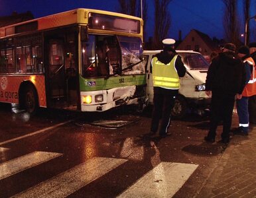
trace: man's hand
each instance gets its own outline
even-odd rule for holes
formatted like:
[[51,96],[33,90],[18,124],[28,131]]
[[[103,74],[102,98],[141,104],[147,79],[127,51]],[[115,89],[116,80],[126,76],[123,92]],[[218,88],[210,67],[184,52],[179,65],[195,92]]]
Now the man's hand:
[[241,98],[242,98],[242,94],[237,94],[235,96],[237,100],[240,100]]
[[211,90],[206,90],[206,94],[207,96],[208,96],[209,97],[211,97],[212,96],[212,91]]

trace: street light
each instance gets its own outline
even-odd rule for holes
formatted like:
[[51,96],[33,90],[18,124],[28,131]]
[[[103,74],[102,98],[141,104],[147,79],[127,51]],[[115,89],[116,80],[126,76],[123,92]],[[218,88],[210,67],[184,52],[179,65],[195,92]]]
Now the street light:
[[250,18],[248,18],[245,20],[245,46],[247,44],[247,27],[248,27],[248,23],[250,19],[253,18],[256,21],[256,15],[251,16]]

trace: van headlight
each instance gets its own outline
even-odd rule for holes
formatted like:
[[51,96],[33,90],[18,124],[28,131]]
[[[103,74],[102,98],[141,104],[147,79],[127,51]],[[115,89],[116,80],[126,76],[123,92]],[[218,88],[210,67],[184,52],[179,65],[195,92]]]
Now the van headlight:
[[196,91],[200,92],[206,90],[206,84],[198,84],[196,86]]

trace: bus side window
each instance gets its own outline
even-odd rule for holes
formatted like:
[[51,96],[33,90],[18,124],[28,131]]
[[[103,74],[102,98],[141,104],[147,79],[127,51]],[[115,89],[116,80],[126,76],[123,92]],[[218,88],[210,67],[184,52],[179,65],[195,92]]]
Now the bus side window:
[[7,72],[6,66],[5,53],[4,50],[1,50],[0,54],[0,73]]
[[11,73],[14,73],[15,67],[13,60],[13,50],[7,50],[6,56],[7,58],[7,72]]
[[50,76],[60,72],[64,66],[63,44],[60,41],[52,40],[50,44]]

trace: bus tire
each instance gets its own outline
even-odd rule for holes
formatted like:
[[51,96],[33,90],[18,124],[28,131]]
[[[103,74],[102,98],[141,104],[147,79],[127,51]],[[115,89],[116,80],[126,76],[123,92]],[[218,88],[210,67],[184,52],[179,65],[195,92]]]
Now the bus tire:
[[174,101],[174,105],[171,111],[171,115],[174,118],[183,118],[186,114],[187,102],[186,98],[181,95],[178,95]]
[[22,96],[21,107],[29,114],[36,114],[38,108],[38,97],[34,86],[27,84],[25,86]]

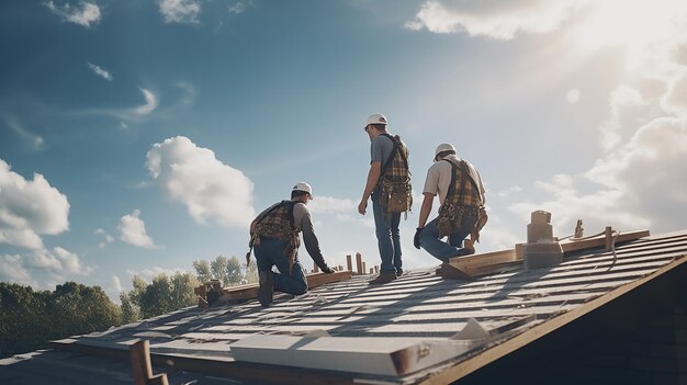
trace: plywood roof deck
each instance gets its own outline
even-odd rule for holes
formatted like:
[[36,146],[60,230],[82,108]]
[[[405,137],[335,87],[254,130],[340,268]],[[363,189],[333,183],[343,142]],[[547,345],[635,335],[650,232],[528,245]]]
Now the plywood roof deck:
[[324,375],[335,383],[452,382],[679,265],[687,253],[687,231],[619,245],[616,253],[602,248],[574,251],[553,269],[520,269],[474,282],[442,280],[435,268],[408,272],[381,286],[368,286],[370,276],[358,275],[303,296],[278,296],[269,308],[257,301],[188,308],[104,333],[55,341],[52,348],[126,354],[128,344],[145,338],[150,340],[154,362],[156,355],[158,362],[173,356],[177,364],[187,362],[204,373],[264,381],[251,377],[257,374],[246,367],[256,364],[236,361],[229,344],[255,335],[322,336],[323,330],[334,338],[358,338],[361,344],[373,338],[447,342],[455,341],[451,337],[474,318],[493,330],[486,343],[416,373],[379,375],[356,373],[354,367],[352,372],[331,372],[258,365],[259,375],[284,382],[289,377],[280,377],[280,373],[292,371],[300,373],[299,381]]

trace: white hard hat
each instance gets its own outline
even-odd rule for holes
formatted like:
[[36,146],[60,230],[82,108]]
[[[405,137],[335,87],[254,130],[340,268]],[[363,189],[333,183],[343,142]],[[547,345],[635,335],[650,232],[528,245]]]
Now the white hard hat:
[[437,150],[435,151],[435,161],[437,160],[437,156],[439,156],[439,154],[441,154],[443,151],[453,151],[453,152],[455,152],[455,147],[453,147],[453,145],[450,144],[450,143],[442,143],[439,146],[437,146]]
[[365,127],[370,124],[384,124],[386,125],[386,116],[382,114],[372,114],[368,117],[368,123],[365,123]]
[[293,186],[292,191],[305,191],[306,193],[313,195],[313,188],[311,188],[311,185],[305,182],[296,183],[296,185]]

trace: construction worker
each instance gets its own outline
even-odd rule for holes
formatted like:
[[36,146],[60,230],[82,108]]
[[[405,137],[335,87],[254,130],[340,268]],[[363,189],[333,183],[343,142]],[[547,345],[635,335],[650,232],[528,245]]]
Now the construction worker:
[[370,137],[372,160],[358,212],[365,214],[371,197],[382,265],[380,274],[369,284],[382,284],[403,274],[398,224],[401,213],[413,204],[408,149],[398,136],[388,134],[386,117],[382,114],[370,115],[364,131]]
[[[482,177],[466,160],[455,156],[455,147],[444,143],[435,151],[435,163],[427,170],[423,206],[413,239],[414,246],[448,262],[452,257],[475,252],[474,241],[486,223],[485,190]],[[427,223],[435,196],[439,194],[439,216]],[[465,239],[471,235],[471,239]],[[448,242],[442,241],[448,236]],[[464,240],[464,245],[463,245]]]
[[[305,182],[296,183],[290,201],[278,202],[260,213],[250,224],[250,247],[255,247],[258,260],[260,288],[258,299],[262,306],[272,303],[274,292],[301,295],[307,292],[305,272],[297,258],[303,231],[305,249],[317,267],[325,273],[334,273],[325,262],[319,241],[313,229],[307,201],[313,189]],[[250,251],[247,259],[250,258]],[[279,273],[272,271],[277,265]]]

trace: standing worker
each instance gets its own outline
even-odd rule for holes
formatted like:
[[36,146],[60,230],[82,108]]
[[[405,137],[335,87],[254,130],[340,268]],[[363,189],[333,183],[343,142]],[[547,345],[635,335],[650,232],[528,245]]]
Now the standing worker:
[[[480,239],[480,230],[487,220],[484,193],[477,170],[455,156],[453,145],[439,145],[435,151],[435,163],[427,170],[414,246],[417,249],[423,247],[442,262],[474,253],[474,242]],[[441,204],[439,216],[427,223],[437,194]],[[471,235],[470,240],[465,239],[468,235]],[[442,241],[447,236],[448,242]]]
[[408,148],[398,135],[386,131],[386,117],[372,114],[364,131],[370,137],[371,162],[368,180],[358,212],[365,214],[368,200],[372,197],[374,227],[382,265],[380,274],[370,284],[387,283],[403,274],[401,260],[401,213],[413,205]]
[[[307,292],[307,281],[299,261],[299,234],[303,231],[305,249],[325,273],[334,273],[322,256],[319,241],[313,229],[307,201],[313,189],[305,182],[293,186],[290,201],[278,202],[260,213],[250,224],[250,248],[256,248],[260,288],[258,299],[262,306],[272,303],[274,292],[301,295]],[[246,262],[250,260],[250,251]],[[279,273],[272,272],[277,265]]]

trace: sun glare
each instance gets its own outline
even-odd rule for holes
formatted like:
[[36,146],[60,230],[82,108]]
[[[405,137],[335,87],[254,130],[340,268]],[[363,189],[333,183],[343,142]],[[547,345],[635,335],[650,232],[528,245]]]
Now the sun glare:
[[628,71],[661,71],[668,61],[665,55],[686,41],[685,0],[602,0],[589,5],[576,33],[581,48],[621,47]]

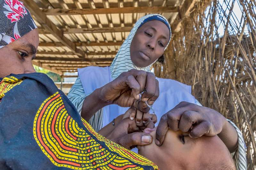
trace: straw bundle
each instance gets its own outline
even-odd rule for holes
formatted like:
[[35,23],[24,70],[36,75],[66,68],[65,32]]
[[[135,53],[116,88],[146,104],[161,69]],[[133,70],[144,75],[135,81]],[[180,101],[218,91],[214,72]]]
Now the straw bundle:
[[[243,134],[248,168],[254,169],[256,2],[210,1],[197,3],[190,17],[183,19],[182,30],[173,36],[165,54],[165,63],[156,63],[155,71],[158,77],[191,85],[203,106],[233,121]],[[242,12],[239,18],[236,5]]]

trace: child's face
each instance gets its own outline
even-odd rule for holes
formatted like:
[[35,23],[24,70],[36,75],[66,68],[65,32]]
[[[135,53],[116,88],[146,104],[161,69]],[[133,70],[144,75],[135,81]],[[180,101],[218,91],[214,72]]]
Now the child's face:
[[160,169],[198,169],[204,164],[230,157],[218,136],[192,139],[187,133],[169,129],[159,147],[155,143],[156,130],[156,128],[150,133],[153,137],[152,143],[138,148],[140,154],[156,163]]

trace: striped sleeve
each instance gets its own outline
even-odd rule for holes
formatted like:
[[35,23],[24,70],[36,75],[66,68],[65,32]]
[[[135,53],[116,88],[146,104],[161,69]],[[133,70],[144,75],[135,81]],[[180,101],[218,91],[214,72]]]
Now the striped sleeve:
[[[196,99],[195,99],[195,104],[202,106]],[[231,154],[235,162],[236,167],[237,170],[246,170],[247,169],[247,164],[245,154],[245,144],[243,137],[243,135],[240,130],[235,123],[228,119],[227,120],[234,127],[238,136],[238,148],[236,152]]]
[[[71,88],[68,97],[75,106],[80,115],[82,110],[84,101],[85,98],[90,93],[85,94],[82,85],[82,83],[78,77],[75,84]],[[90,119],[88,122],[92,128],[98,132],[102,128],[103,124],[103,109],[97,111]]]

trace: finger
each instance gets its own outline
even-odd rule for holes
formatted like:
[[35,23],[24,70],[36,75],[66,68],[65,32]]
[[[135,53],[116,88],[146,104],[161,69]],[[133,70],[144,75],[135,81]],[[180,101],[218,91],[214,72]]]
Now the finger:
[[188,131],[193,124],[201,121],[201,115],[196,112],[191,110],[184,112],[179,123],[179,129],[183,132]]
[[167,112],[166,116],[169,127],[175,131],[179,130],[179,123],[181,115],[186,110],[184,107],[172,109]]
[[132,89],[131,95],[136,99],[140,98],[140,84],[133,76],[130,75],[127,78],[126,83]]
[[138,82],[140,87],[140,92],[144,91],[146,84],[147,72],[142,70],[137,70],[137,74],[135,77],[136,80]]
[[126,133],[138,132],[140,130],[139,127],[136,124],[135,120],[130,120],[128,118],[125,118],[121,121],[116,128],[118,131]]
[[141,100],[143,101],[148,101],[154,95],[156,92],[156,76],[153,73],[147,72],[147,80],[145,90],[141,96]]
[[155,114],[150,114],[149,115],[149,118],[151,119],[154,123],[157,122],[157,117],[156,115]]
[[143,132],[144,133],[147,133],[148,134],[149,134],[153,131],[153,129],[151,129],[149,128],[146,128],[144,129],[144,130],[143,131]]
[[142,122],[143,123],[145,123],[147,122],[149,118],[150,115],[150,114],[149,112],[143,113],[143,117],[142,118]]
[[132,106],[143,113],[147,113],[150,110],[146,103],[140,100],[136,100],[132,103]]
[[130,120],[132,120],[136,115],[136,109],[133,107],[130,107],[125,112],[123,117],[123,119],[129,117]]
[[150,98],[148,101],[148,103],[150,105],[153,105],[155,101],[156,100],[158,97],[159,97],[159,83],[158,80],[156,79],[156,90],[155,94],[152,97]]
[[143,116],[143,113],[138,110],[136,110],[136,123],[139,124],[140,123]]
[[152,142],[152,137],[145,133],[134,132],[121,137],[117,143],[125,148],[130,148],[132,146],[143,146]]
[[194,103],[191,103],[186,101],[182,101],[176,105],[172,109],[183,107],[184,108],[184,110],[192,110],[195,112],[198,112],[201,107],[202,107]]
[[159,124],[156,132],[156,144],[161,146],[163,144],[169,127],[167,122],[166,114],[163,115],[160,119]]
[[207,135],[210,131],[211,124],[208,122],[204,121],[193,127],[188,135],[191,138],[196,138]]
[[152,120],[150,119],[148,119],[147,122],[145,123],[145,126],[146,128],[153,129],[155,128],[155,123]]

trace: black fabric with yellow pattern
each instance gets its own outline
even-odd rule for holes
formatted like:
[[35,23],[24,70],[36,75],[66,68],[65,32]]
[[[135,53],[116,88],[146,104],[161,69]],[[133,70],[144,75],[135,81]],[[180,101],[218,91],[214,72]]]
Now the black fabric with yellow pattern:
[[45,75],[0,81],[1,169],[157,169],[96,133]]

■ The exercise
Could you update the records starting at the line with "trace: street light" and ending at the line with "[[196,91],[200,92],[206,90],[206,84],[198,84],[196,86]]" so that every "outline" reads "polygon", leaving everything else unchanged?

■ Finished task
trace: street light
each instance gets its own polygon
even-odd rule for holes
formatted like:
[[51,96],[33,90],[18,124],[28,131]]
[[[103,74],[102,98],[141,104],[147,79],[127,51]],[[115,89],[116,80],[126,76],[123,92]],[[218,88],[210,67],[184,52],[179,65],[195,92]]]
Now the street light:
[[250,18],[248,18],[245,20],[245,46],[247,44],[247,27],[248,27],[248,23],[250,19],[253,18],[256,21],[256,15],[251,16]]

trace: van headlight
each instance gets its own polygon
even-odd rule for holes
formatted like:
[[51,96],[33,90],[18,124],[28,131]]
[[[103,74],[102,98],[141,104],[147,79],[127,51]],[[115,89],[116,80],[126,76],[123,92]],[[218,88],[210,67],[184,52],[179,65],[195,92]]]
Now the van headlight:
[[196,91],[200,92],[206,90],[206,84],[198,84],[196,86]]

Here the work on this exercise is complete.